**Text passage**
While interest rate policy is rarely static during election years, kicking off a brand new rate-cutting phase with fewer than 10 weeks to Election Day has happened only twice before now — in 1976 and in 1984.

The U.S. central bank is an independent federal agency, and Fed Chair Jerome Powell and other policymakers consistently say political considerations — including approaching elections — do not factor at all in their decisions on interest rates.

“This is my fourth presidential election at the Fed,” Powell said in a press conference following the Fed’s policy meeting in late July. “(A)nything that we do before, during, or after the election will be based on the data, the outlook, and the balance of risks and not on anything else.”

Not everyone is convinced.

Republican presidential nominee Donald Trump said earlier this year he thought the Fed might lower rates to help Democrats in the Nov. 5 election. Trump said last month that presidents ought to have a say over Fed decisions.

Vice President Kamala Harris, the Democratic presidential nominee, said only that she would respect the Fed’s independence. “As president, I would never interfere in the decisions that the Fed makes,” she said last month.

RATES IN ELECTION YEARS

The Fed has changed interest rates in all but two presidential election years dating back to 1972, and its actions have been closely divided between increases and reductions.

The policy rate has risen in five election years and fallen in six. In most cases those changes were part of cycles that had been set in motion a year or more before an election year.

The incumbent president or party controlling the White House won reelection in four of the five years rates rose in the run-up to Election Day.

The exception occurred in 2000, when Vice President Al Gore failed to keep the White House for the Democrats, and George W. Bush retook it for Republicans. Rates under then-Fed Chair Alan Greenspan had risen that year by 1 percentage point between January and the end of October, although the last increase had been in June, roughly five months prior to the election.

Meanwhile, the challenger to an incumbent president or party controlling the presidency won five of the six elections held in years when rates were falling.

The exception was in 1996 when incumbent Democrat Bill Clinton won a second term. Rates — again under Greenspan — were lowered by a quarter of a percentage point between January and Election Day, although the last cut had occurred at the start of the year.

**What you need to do**
- 1) According to the passage on Federal Reserve rate policy in election years, in which two earlier years did a new rate-cutting phase begin with fewer than 10 weeks to Election Day?
- 2) Continue the passage on Federal Reserve rate policy in election years from its final sentence.

[Stored items]
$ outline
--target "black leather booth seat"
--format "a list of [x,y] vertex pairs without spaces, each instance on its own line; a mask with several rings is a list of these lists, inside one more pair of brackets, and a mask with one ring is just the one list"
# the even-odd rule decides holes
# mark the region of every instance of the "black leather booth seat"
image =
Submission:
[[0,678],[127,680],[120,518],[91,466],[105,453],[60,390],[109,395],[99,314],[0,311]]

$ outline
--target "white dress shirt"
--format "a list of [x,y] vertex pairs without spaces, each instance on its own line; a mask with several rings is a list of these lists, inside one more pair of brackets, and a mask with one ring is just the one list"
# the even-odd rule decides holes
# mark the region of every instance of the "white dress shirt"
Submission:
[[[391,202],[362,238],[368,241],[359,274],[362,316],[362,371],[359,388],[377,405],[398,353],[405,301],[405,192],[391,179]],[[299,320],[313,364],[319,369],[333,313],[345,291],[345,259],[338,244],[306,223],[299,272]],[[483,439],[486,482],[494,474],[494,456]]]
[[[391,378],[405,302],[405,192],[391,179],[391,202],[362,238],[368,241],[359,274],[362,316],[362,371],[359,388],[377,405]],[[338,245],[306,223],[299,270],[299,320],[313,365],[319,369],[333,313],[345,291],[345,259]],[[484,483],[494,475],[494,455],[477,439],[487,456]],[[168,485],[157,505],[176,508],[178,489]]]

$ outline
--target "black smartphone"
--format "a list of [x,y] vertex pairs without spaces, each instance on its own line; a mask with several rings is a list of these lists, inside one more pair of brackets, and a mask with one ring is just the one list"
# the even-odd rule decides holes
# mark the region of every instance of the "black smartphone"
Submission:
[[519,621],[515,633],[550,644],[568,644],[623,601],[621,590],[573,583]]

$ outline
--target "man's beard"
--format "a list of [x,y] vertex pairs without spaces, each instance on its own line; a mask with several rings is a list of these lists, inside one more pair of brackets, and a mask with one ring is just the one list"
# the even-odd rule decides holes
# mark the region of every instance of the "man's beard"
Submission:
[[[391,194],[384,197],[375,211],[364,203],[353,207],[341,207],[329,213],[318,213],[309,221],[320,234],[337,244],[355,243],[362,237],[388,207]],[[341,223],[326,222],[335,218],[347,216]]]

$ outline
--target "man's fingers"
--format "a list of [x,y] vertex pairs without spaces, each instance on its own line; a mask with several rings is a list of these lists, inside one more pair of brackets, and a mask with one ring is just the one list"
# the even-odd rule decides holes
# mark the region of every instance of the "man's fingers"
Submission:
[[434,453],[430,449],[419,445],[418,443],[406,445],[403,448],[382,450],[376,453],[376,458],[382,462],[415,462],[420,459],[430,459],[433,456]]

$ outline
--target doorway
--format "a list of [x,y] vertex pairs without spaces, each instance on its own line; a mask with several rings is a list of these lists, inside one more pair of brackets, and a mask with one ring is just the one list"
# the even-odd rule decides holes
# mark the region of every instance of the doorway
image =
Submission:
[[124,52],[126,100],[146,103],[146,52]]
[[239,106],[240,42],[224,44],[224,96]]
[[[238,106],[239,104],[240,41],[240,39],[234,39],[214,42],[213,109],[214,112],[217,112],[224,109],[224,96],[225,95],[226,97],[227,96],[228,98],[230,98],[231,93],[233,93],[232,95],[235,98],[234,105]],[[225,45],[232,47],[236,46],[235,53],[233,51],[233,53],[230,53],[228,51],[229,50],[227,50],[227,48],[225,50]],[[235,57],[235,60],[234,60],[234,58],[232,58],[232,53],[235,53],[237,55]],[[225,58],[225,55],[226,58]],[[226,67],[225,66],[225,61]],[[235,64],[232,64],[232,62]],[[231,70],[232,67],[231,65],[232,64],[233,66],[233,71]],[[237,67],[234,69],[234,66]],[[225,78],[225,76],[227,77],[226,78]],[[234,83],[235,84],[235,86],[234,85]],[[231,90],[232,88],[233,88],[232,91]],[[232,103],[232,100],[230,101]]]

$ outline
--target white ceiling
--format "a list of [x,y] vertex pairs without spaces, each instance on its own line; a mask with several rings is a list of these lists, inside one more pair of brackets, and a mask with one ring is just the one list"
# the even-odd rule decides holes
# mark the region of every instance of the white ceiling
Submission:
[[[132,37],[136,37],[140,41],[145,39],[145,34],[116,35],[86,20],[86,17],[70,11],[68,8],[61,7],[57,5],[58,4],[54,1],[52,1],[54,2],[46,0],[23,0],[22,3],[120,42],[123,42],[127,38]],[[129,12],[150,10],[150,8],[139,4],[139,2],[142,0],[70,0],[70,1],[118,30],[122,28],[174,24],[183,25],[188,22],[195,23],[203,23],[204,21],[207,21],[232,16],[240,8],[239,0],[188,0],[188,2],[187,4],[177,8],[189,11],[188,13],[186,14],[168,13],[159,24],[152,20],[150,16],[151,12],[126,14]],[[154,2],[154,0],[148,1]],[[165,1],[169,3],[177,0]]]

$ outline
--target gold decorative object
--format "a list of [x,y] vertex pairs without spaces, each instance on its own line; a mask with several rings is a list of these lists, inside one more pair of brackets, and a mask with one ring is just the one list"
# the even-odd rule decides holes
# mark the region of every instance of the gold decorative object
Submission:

**Written responses**
- 1) 1976 and 1984.

- 2)
The most rates have risen in an election year prior to the day ballots were cast is 2.56 percentage points. That happened in 1984 when the Fed under Paul Volcker’s leadership was still grinding out the remnants of high inflation. Republican Ronald Reagan won reelection in a landslide.

The most they have fallen in an election year up to Election Day was 2.75 percentage points in 2008, when then-Fed Chair Ben Bernanke was slashing rates to cushion the blow of the global financial crisis. Barack Obama retook the White House for the Democrats.

The only two presidential election years since 1972 to see no rate changes were in 2012 and 2016. Obama won re-election in the first and Trump won in the second to retake the White House for Republicans.

NEW CUTTING CYCLES

As common as rate changes are in election years, brand new rate-reduction cycles — a series of cuts that follow either one or more recent rate increases or a pause of rate changes of at least five months — are less frequently begun on the doorstep of an election.

Before the Fed’s announcement on Wednesday, there had been four since the 1970s, and in three of those the challenger won.

The most recent instance was the last presidential election in 2020. At the onset of the COVID-19 pandemic, the Fed under Powell’s direction cut rates twice that March by 1.50 percentage points, bringing the policy rate to the near-zero level. Democrat Joe Biden narrowly defeated Trump in that election.

The closest to an election an easing cycle has begun was in 1976 when the Fed under Arthur Burns lowered rates beginning just four weeks before Election Day. How much of a factor that proved to be in Democrat Jimmy Carter’s defeat of incumbent Republican Gerald Ford is unclear since rate decisions at that time were not publicly announced. Formal policy decision announcements only began in 1994.